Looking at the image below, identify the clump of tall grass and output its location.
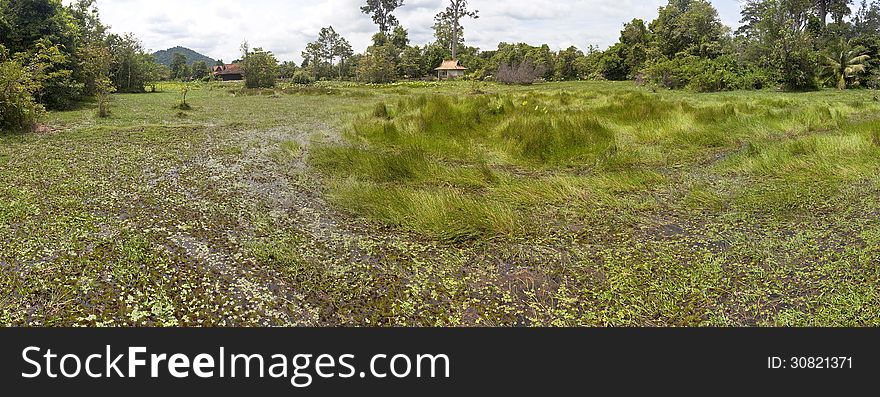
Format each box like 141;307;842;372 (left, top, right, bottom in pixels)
499;114;617;165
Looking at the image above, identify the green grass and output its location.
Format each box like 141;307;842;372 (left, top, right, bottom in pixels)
0;82;880;326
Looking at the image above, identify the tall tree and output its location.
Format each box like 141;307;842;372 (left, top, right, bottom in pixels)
813;0;852;26
825;40;871;90
738;0;818;90
853;0;880;36
650;0;727;58
243;48;278;88
171;52;189;79
434;0;480;59
361;0;403;34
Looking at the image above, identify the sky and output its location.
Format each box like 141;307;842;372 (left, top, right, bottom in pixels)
72;0;740;62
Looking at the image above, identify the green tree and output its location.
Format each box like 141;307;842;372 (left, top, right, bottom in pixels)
361;0;403;34
171;52;189;80
243;48;278;88
357;42;397;83
649;0;728;58
192;61;209;80
0;56;44;133
107;34;155;92
738;0;819;90
553;46;584;80
852;0;880;36
825;40;871;90
620;19;651;78
397;46;426;78
434;0;480;59
278;61;299;79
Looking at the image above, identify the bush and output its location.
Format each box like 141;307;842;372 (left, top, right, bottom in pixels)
639;56;772;92
495;60;547;85
293;70;315;85
358;45;397;84
0;61;44;132
244;48;278;88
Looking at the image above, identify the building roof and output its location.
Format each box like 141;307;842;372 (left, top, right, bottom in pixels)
434;59;467;70
214;63;243;74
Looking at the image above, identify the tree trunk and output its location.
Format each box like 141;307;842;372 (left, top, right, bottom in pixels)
816;0;828;26
452;2;458;60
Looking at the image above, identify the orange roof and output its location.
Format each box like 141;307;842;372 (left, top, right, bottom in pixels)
214;63;242;74
434;59;467;70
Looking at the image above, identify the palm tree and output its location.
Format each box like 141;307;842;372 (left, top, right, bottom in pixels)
825;40;871;90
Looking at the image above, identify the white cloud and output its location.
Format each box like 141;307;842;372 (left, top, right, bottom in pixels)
66;0;739;61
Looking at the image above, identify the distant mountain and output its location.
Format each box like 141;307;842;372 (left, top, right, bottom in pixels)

What you need to do:
Rewrite the listing above with "output its location" changed to "give its bounding box" everywhere it occurs and everything else left as it is. Leave the pictures out.

Answer for this exercise:
Looking at the image below, identify the clump of tall grass and give its bounding box.
Format each box like 141;307;842;372 (left, top, right, bottom in pixels)
499;114;617;165
Looking at the image above, identify the green grass and give its bounding box.
Format each box like 141;307;842;372 (left, top, right, bottom in pixels)
0;82;880;326
Looking at the image above, identify the tall tree and give its bounding box.
Format each box like 141;307;842;372 (left, top, right, bottom in pixels)
813;0;852;26
825;40;871;90
738;0;818;90
853;0;880;36
650;0;727;58
243;48;278;88
171;52;189;79
434;0;480;59
361;0;403;34
Looking at the image above, identify the sky and give its bounding box.
Format each box like 141;307;842;372 (left, top, right, bottom in pixels)
72;0;740;62
Looking at the image above, identify the green tree and give its bounding box.
Format each box like 141;307;842;372 (left, top, right, bottom in pixels)
361;0;403;34
171;52;189;80
243;48;278;88
357;42;397;83
649;0;728;58
192;61;209;80
0;56;44;133
107;34;155;92
738;0;819;90
553;46;584;80
852;0;880;36
825;40;871;90
620;19;651;78
397;46;426;78
434;0;480;59
278;61;299;79
Looking at the image above, identify the bush and give its bounding box.
Format each box like 141;307;842;372 (left, top, right, bottom in pixels)
639;56;772;92
495;60;547;85
293;70;315;85
358;45;397;84
0;61;44;132
244;48;278;88
Looking at the image above, identify the building roof and give its bounding box.
Format each box like 141;307;842;372 (left, top, right, bottom in pixels)
434;59;467;70
214;63;243;74
Looking at the image above, identify the tree trunk and give its bounding box.
Format each box like 141;307;842;372 (left, top, right, bottom in pixels)
816;0;828;26
452;2;458;60
Looking at the image above, identify the orange roof and give its bounding box.
Format each box like 141;307;842;372 (left, top, right, bottom in pixels)
214;63;242;74
434;59;467;70
Looking at the image above, identify the palm tree and give its bounding box.
Format each box like 141;307;842;372 (left, top, right, bottom in pixels)
825;40;871;90
Looking at the image above, identify the white cloud and give its bounding box.
Format each box like 141;307;842;372 (left, top, right, bottom in pixels)
66;0;739;61
Looking at the image above, identify the distant mountain and give its bounding box.
Format each box like 141;307;842;372 (left, top, right, bottom in pixels)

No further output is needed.